▶ _Written task_:
Format the lines below as a Markdown table with the columns "No." and "Line", numbering each row and giving the line beside it. Omit blank lines and leave the pictures out.

▶ _Supplied records_:
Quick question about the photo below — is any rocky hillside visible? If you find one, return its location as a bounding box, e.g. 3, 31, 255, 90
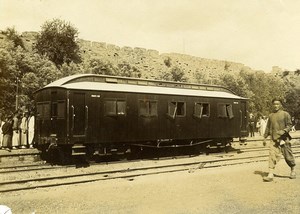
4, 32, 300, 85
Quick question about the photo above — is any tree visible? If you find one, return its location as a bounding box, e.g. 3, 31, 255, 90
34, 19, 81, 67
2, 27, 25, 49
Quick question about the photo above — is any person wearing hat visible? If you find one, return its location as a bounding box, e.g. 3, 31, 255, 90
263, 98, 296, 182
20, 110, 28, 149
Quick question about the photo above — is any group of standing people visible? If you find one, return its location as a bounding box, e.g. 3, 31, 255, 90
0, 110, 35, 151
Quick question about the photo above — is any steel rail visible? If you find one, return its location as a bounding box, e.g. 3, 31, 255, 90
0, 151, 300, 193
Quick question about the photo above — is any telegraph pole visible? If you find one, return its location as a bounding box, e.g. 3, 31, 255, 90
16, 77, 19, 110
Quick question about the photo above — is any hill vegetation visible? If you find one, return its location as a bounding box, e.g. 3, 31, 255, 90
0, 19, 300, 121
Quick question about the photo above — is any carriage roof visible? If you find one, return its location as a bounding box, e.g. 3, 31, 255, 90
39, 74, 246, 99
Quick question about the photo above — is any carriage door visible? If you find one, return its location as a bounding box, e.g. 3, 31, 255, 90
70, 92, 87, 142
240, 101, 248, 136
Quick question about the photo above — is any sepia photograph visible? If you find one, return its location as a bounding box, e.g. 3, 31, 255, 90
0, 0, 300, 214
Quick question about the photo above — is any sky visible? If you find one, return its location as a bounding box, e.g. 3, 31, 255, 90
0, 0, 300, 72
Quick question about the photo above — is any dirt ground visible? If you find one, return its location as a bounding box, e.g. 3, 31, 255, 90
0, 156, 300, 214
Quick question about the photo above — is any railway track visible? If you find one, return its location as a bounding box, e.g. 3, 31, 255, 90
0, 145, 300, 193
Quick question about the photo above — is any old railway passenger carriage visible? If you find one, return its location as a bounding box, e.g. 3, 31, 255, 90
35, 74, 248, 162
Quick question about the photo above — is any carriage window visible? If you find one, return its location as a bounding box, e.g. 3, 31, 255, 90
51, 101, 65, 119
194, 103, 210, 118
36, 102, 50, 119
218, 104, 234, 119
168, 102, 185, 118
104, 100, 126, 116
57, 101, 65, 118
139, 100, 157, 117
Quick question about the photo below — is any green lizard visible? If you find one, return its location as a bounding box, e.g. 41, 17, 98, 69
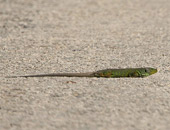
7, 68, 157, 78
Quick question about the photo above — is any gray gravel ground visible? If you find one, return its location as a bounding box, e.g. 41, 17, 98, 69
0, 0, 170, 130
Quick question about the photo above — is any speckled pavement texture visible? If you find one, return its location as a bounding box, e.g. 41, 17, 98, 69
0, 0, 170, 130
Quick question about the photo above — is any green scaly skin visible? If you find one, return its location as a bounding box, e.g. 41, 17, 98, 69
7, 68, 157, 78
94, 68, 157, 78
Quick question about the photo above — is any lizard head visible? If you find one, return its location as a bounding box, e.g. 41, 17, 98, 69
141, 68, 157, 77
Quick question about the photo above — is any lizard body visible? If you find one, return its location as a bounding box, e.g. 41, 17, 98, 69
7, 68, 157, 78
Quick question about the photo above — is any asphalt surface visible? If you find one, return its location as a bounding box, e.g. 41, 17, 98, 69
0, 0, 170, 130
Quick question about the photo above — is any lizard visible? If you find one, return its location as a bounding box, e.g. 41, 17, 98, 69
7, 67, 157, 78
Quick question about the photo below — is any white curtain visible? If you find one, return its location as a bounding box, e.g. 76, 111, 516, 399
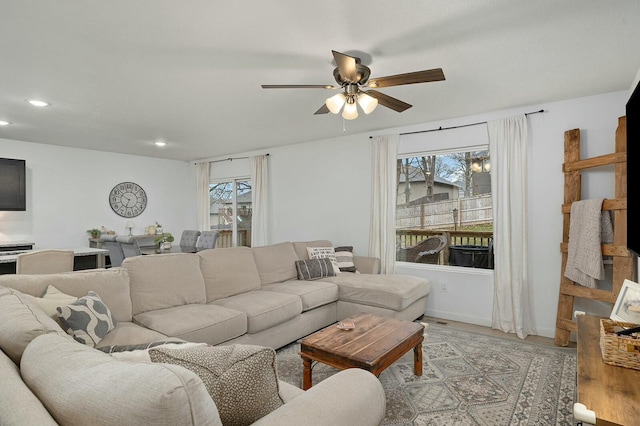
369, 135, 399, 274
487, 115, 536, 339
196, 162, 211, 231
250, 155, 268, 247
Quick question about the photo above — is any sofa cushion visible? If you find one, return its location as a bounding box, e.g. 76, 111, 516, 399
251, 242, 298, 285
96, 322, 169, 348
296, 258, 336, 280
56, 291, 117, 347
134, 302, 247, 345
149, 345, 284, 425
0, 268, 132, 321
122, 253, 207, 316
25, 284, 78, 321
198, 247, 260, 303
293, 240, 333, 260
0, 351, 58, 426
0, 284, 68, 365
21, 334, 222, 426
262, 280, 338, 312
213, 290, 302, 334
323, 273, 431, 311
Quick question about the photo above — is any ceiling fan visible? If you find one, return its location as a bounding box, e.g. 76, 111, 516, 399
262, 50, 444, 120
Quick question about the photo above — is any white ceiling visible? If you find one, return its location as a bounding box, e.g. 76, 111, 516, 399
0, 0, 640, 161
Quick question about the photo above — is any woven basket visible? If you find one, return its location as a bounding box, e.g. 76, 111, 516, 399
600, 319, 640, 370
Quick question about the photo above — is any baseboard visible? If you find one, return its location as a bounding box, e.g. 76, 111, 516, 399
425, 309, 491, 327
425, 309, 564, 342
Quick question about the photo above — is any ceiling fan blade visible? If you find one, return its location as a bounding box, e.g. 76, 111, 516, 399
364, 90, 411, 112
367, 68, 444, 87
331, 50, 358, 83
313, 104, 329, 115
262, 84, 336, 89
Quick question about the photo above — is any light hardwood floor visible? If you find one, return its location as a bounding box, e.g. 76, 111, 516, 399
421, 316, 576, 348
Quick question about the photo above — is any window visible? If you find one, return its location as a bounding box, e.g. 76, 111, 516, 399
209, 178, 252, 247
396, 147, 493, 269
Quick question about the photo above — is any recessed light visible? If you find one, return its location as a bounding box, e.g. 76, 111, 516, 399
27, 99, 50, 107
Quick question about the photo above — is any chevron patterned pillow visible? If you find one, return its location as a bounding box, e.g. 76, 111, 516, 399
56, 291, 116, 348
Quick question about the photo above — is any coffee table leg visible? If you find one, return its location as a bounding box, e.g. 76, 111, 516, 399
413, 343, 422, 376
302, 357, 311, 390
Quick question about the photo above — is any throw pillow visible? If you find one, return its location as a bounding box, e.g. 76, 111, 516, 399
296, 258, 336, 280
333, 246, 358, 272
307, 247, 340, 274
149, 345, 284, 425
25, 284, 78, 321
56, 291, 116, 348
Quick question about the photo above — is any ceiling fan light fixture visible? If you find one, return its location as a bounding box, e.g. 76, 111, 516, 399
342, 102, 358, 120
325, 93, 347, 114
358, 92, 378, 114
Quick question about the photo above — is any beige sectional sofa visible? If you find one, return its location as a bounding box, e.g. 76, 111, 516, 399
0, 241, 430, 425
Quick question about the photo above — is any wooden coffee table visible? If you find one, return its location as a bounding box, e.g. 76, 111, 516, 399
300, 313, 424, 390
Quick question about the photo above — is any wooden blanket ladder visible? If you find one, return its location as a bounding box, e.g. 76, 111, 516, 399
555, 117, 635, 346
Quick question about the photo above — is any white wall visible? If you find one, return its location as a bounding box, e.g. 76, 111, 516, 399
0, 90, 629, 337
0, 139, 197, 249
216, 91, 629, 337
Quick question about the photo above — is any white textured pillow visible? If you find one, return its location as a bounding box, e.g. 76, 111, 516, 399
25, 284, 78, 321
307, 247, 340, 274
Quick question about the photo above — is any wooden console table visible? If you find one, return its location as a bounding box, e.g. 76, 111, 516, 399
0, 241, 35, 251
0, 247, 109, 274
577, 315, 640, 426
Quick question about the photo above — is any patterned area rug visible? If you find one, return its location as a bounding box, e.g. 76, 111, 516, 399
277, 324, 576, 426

▶ _Full response_:
| No. | Line |
|---|---|
| 1 | Quick question about the photo below — is any rocky hillside visible? If you find one, return its location as a bounding box, e.g. 3, 31, 255, 90 |
| 2 | 4, 32, 300, 85 |
| 3 | Quick question about the photo above — is any tree visible? If you find one, return its location as a bounding box, e.g. 3, 31, 255, 90 |
| 4 | 34, 19, 81, 67 |
| 5 | 2, 27, 25, 49 |
| 6 | Quick question about the photo above — is any person wearing hat visible? If you find one, return its location as a bounding box, e.g. 3, 31, 255, 90 |
| 7 | 263, 98, 296, 182 |
| 8 | 20, 110, 28, 149 |
| 9 | Quick question about the photo above — is any group of standing people visible? If you find one, return its location as a bounding box, e.g. 3, 31, 255, 90 |
| 10 | 0, 110, 35, 151 |
| 11 | Quick question about the photo above — is any steel rail visible? If you find one, return its location as a bounding box, e.g. 3, 31, 255, 90 |
| 12 | 0, 151, 300, 193 |
| 13 | Quick question about the photo above — is any telegraph pole visible? If you find one, return its location as a bounding box, e.g. 3, 31, 255, 90 |
| 14 | 16, 77, 19, 110 |
| 15 | Quick question about the photo above — is any hill vegetation visible? If you find one, return its location as a bounding box, e.g. 3, 31, 255, 90 |
| 16 | 0, 19, 300, 121 |
| 17 | Quick question about the photo above — is any carriage roof visible? If you find one, return its location as a bounding box, e.g. 3, 31, 255, 90 |
| 18 | 39, 74, 246, 99 |
| 19 | Quick question about the photo above — is any carriage door visible? If you find one, return its location as a bounding box, e.g. 3, 31, 255, 90 |
| 20 | 70, 92, 87, 142 |
| 21 | 240, 101, 248, 136 |
| 22 | Quick question about the photo above — is any sepia photograph visible? If you find one, return its location as a bounding box, e.g. 3, 31, 255, 90 |
| 23 | 0, 0, 300, 214 |
| 24 | Quick question about the photo above — is any sky visible? If you find one, return its location as a bounding box, e.g. 3, 31, 255, 90 |
| 25 | 0, 0, 300, 72 |
| 26 | Quick question about the photo above — is any dirt ground visible? If you find one, return its location as a bounding box, e.g. 3, 31, 255, 90 |
| 27 | 0, 156, 300, 214 |
| 28 | Quick question about the photo above — is any railway track visible? If you find one, return its location as a bounding box, e.g. 3, 31, 255, 90 |
| 29 | 0, 145, 300, 193 |
| 30 | Quick question about the photo above — is any old railway passenger carriage visible? If you find one, return its location as a bounding box, e.g. 3, 31, 255, 90 |
| 31 | 35, 74, 248, 162 |
| 32 | Quick question about the photo above — is any carriage window visible? If you find one, return its location as a bounding box, e.g. 3, 31, 255, 90 |
| 33 | 51, 101, 65, 119 |
| 34 | 194, 103, 210, 118 |
| 35 | 36, 102, 50, 119 |
| 36 | 218, 104, 234, 119 |
| 37 | 168, 102, 185, 118 |
| 38 | 104, 100, 126, 116 |
| 39 | 57, 101, 65, 118 |
| 40 | 139, 100, 157, 117 |
| 41 | Quick question about the photo below — is any green lizard visible? If you find one, return its location as a bounding box, e.g. 41, 17, 98, 69 |
| 42 | 7, 68, 157, 78 |
| 43 | Quick question about the photo above — is any gray gravel ground visible? If you find one, return its location as a bounding box, e.g. 41, 17, 98, 69 |
| 44 | 0, 0, 170, 130 |
| 45 | Quick question about the photo above — is any speckled pavement texture visible? If you find one, return its location as a bounding box, e.g. 41, 17, 98, 69 |
| 46 | 0, 0, 170, 130 |
| 47 | Quick question about the photo above — is any green scaly skin visible? If you find one, return its location as a bounding box, e.g. 41, 17, 98, 69 |
| 48 | 7, 68, 157, 78 |
| 49 | 94, 68, 157, 78 |
| 50 | Quick question about the photo above — is any lizard head visible? If you find one, return its location as a bounding box, e.g. 41, 17, 98, 69 |
| 51 | 141, 68, 157, 77 |
| 52 | Quick question about the photo above — is any lizard body visible? If you find one, return its location as a bounding box, e.g. 41, 17, 98, 69 |
| 53 | 7, 68, 157, 78 |
| 54 | Quick question about the photo above — is any asphalt surface visible? If you find one, return its location as a bounding box, e.g. 41, 17, 98, 69 |
| 55 | 0, 0, 170, 130 |
| 56 | Quick question about the photo above — is any lizard visible? If you find one, return its location as a bounding box, e.g. 41, 17, 98, 69 |
| 57 | 7, 67, 157, 78 |
| 58 | Quick question about the photo below — is any white curtain visible? If you find one, return its location as a bounding box, e.g. 76, 111, 516, 399 |
| 59 | 369, 135, 399, 274 |
| 60 | 487, 115, 536, 339 |
| 61 | 196, 162, 211, 231 |
| 62 | 250, 155, 268, 247 |
| 63 | Quick question about the photo above — is any sofa cushion visible? If you find one, return its location as a bounding box, e.g. 76, 111, 516, 399 |
| 64 | 251, 242, 298, 285 |
| 65 | 96, 322, 169, 348 |
| 66 | 296, 258, 336, 280 |
| 67 | 56, 291, 117, 347 |
| 68 | 134, 302, 247, 345 |
| 69 | 149, 345, 284, 425 |
| 70 | 0, 268, 132, 321 |
| 71 | 122, 253, 207, 316 |
| 72 | 25, 284, 78, 321 |
| 73 | 198, 247, 260, 303 |
| 74 | 293, 240, 333, 260 |
| 75 | 0, 351, 58, 426 |
| 76 | 0, 284, 68, 365 |
| 77 | 21, 334, 222, 426 |
| 78 | 262, 280, 338, 312 |
| 79 | 213, 290, 302, 334 |
| 80 | 323, 273, 431, 311 |
| 81 | Quick question about the photo above — is any ceiling fan visible? If you find one, return its location as a bounding box, e.g. 76, 111, 516, 399 |
| 82 | 262, 50, 444, 120 |
| 83 | Quick question about the photo above — is any white ceiling visible? If you find one, return its location as a bounding box, e.g. 76, 111, 516, 399 |
| 84 | 0, 0, 640, 161 |
| 85 | Quick question about the photo above — is any woven basket visible? If you find one, return its location as a bounding box, e.g. 76, 111, 516, 399 |
| 86 | 600, 319, 640, 370 |
| 87 | Quick question about the photo above — is any baseboard visible? If you find one, return its location as a bounding box, e.g. 76, 111, 516, 399 |
| 88 | 425, 309, 491, 327 |
| 89 | 425, 309, 564, 342 |
| 90 | Quick question about the photo above — is any ceiling fan blade visible? If you find one, return its location as a bounding box, e.g. 76, 111, 516, 399 |
| 91 | 364, 90, 411, 112 |
| 92 | 367, 68, 444, 87 |
| 93 | 331, 50, 358, 83 |
| 94 | 313, 104, 329, 115 |
| 95 | 262, 84, 336, 89 |
| 96 | Quick question about the photo above — is any light hardwood floor visible? If you find one, return its location as a bounding box, e.g. 76, 111, 516, 399 |
| 97 | 421, 316, 576, 348 |
| 98 | Quick question about the photo above — is any window visible? If you find one, return its location as a bounding box, e.g. 76, 111, 516, 399 |
| 99 | 209, 178, 252, 247 |
| 100 | 396, 147, 493, 269 |
| 101 | Quick question about the photo above — is any recessed light visible? If you find one, return its location as a bounding box, e.g. 76, 111, 516, 399 |
| 102 | 27, 99, 50, 107 |
| 103 | Quick question about the photo above — is any chevron patterned pillow visible? If you find one, return its location as a bounding box, e.g. 76, 111, 516, 399 |
| 104 | 56, 291, 116, 348 |
| 105 | Quick question about the photo above — is any coffee table leg visible? If you find one, return its location as a bounding box, e.g. 76, 111, 516, 399 |
| 106 | 413, 343, 422, 376 |
| 107 | 302, 357, 311, 390 |
| 108 | Quick question about the photo above — is any throw pillow visible? If you find one, return its location as a bounding box, e.g. 76, 111, 516, 399 |
| 109 | 296, 258, 336, 280 |
| 110 | 333, 246, 358, 272 |
| 111 | 307, 247, 340, 274 |
| 112 | 149, 345, 284, 425 |
| 113 | 25, 284, 78, 321 |
| 114 | 56, 291, 116, 348 |
| 115 | Quick question about the photo above — is any ceiling fan light fixture visible? If you find one, return its location as a bounding box, e.g. 76, 111, 516, 399 |
| 116 | 342, 102, 358, 120 |
| 117 | 325, 93, 347, 114 |
| 118 | 358, 92, 378, 114 |
| 119 | Quick question about the photo above — is any beige sectional sofa visible? If you find one, return its location as a bounding box, e.g. 76, 111, 516, 399 |
| 120 | 0, 241, 430, 425 |
| 121 | Quick question about the photo above — is any wooden coffee table visible? If you find one, return its location as a bounding box, e.g. 76, 111, 516, 399 |
| 122 | 300, 313, 424, 390 |
| 123 | Quick question about the photo above — is any wooden blanket ladder visible? If you find one, return its location as a bounding box, e.g. 76, 111, 516, 399 |
| 124 | 555, 117, 635, 346 |
| 125 | Quick question about the photo above — is any white wall visible? If you find one, return its location as a bounding box, e.g. 76, 111, 516, 399 |
| 126 | 0, 90, 629, 337 |
| 127 | 0, 139, 197, 249 |
| 128 | 216, 91, 629, 337 |
| 129 | Quick question about the photo above — is any white textured pillow visible? If you find one, return its location as a bounding box, e.g. 76, 111, 516, 399 |
| 130 | 25, 284, 78, 321 |
| 131 | 307, 247, 340, 274 |
| 132 | Quick question about the photo above — is any wooden console table visible? If you find one, return its location as a bounding box, e.g. 76, 111, 516, 399 |
| 133 | 0, 241, 35, 251 |
| 134 | 0, 247, 109, 274 |
| 135 | 577, 315, 640, 426 |
| 136 | Quick question about the photo above — is any patterned area rug visible? If you find one, return its location as a bounding box, e.g. 76, 111, 516, 399 |
| 137 | 277, 324, 576, 426 |